Task input —
---------------
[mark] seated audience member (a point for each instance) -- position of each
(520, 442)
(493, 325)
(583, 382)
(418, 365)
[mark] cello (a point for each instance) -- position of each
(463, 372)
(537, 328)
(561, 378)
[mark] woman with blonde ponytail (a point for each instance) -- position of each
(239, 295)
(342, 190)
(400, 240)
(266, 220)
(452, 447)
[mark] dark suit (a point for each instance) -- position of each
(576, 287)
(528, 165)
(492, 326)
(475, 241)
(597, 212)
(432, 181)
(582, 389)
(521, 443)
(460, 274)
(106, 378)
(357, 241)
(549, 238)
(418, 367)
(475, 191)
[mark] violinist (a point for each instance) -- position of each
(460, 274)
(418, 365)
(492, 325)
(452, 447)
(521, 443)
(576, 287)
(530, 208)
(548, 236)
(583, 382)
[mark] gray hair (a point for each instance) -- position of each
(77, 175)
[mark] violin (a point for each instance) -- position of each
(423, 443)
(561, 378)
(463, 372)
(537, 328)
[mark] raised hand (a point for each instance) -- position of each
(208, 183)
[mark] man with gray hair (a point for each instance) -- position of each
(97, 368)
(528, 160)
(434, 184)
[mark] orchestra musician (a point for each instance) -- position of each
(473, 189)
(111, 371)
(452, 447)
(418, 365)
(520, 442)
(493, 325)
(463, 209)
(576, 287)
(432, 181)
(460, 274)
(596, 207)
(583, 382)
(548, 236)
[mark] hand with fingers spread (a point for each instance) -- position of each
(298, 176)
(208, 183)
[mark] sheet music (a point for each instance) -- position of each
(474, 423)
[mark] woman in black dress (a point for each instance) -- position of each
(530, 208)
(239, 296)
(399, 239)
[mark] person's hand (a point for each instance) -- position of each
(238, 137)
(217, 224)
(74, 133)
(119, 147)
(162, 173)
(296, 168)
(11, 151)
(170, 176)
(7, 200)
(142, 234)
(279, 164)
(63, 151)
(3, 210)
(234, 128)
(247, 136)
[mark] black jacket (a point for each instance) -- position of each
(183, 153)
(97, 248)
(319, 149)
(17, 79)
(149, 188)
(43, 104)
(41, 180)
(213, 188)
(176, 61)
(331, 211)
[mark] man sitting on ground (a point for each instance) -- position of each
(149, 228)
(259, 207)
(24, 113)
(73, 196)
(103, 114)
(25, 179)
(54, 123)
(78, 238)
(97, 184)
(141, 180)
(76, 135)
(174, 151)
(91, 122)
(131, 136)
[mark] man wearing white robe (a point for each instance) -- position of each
---------------
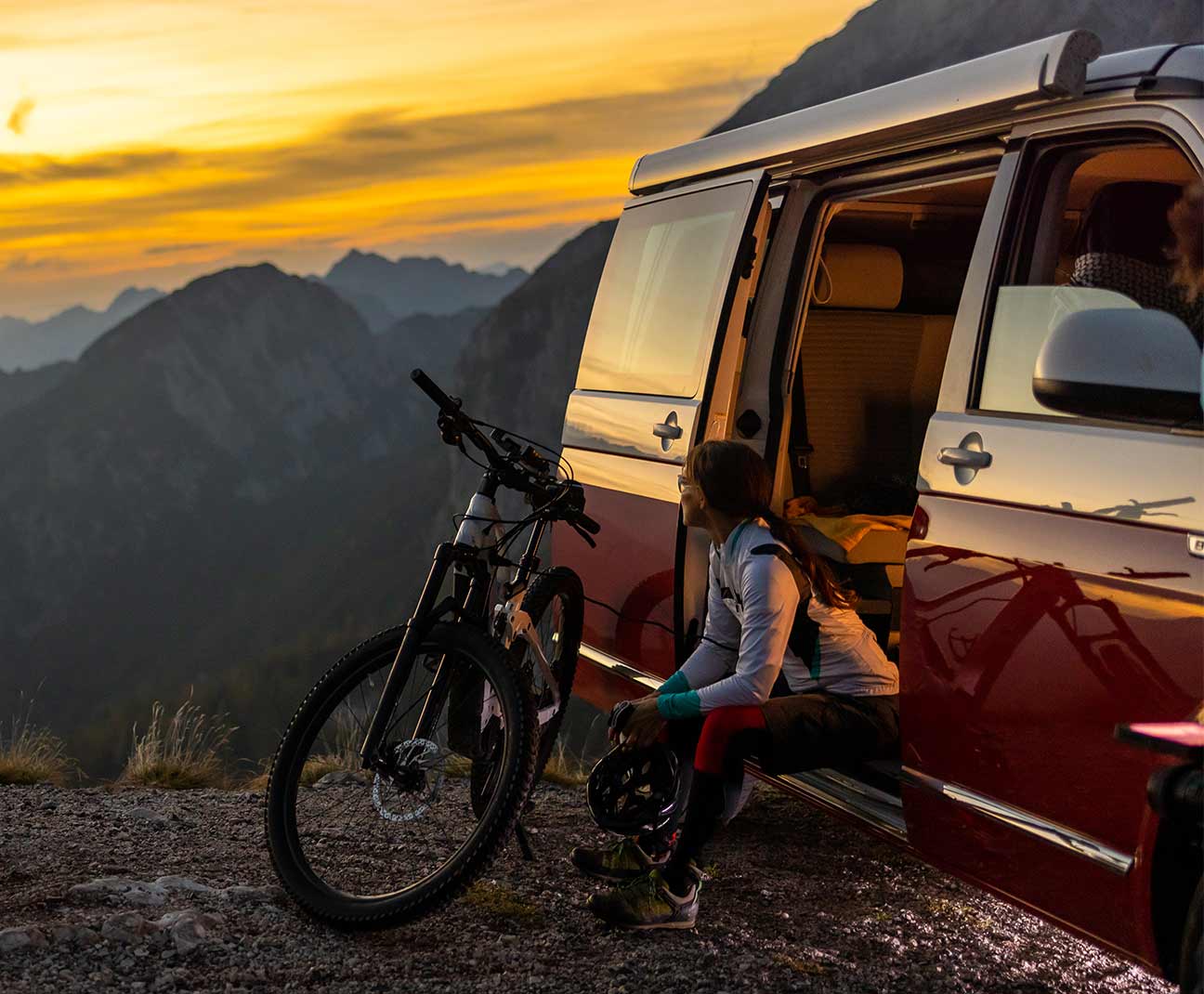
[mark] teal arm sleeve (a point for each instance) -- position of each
---------------
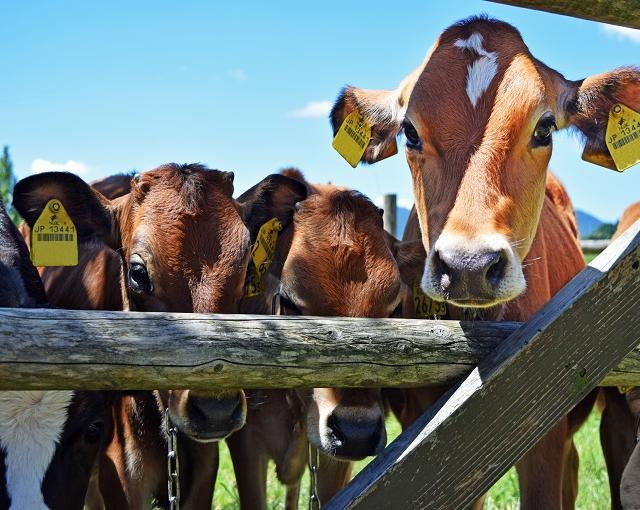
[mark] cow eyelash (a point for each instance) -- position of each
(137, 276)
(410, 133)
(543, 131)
---------------
Prompt — Going back over the entries above, copy word for word every line from the one that has "[mark] black jacket" on through the one that has "[mark] man wearing".

Result of the exercise —
[mark] black jacket (a point for each instance) -- position of each
(183, 153)
(97, 248)
(319, 149)
(17, 79)
(149, 188)
(43, 104)
(41, 180)
(213, 188)
(176, 61)
(331, 211)
[mark] man sitting on ground (a point for each instance) -- position of each
(149, 228)
(259, 207)
(24, 113)
(73, 196)
(103, 114)
(25, 179)
(54, 123)
(78, 238)
(97, 184)
(141, 180)
(76, 135)
(174, 151)
(91, 122)
(131, 136)
[mark] man wearing white robe (a point for each instance) -- position of each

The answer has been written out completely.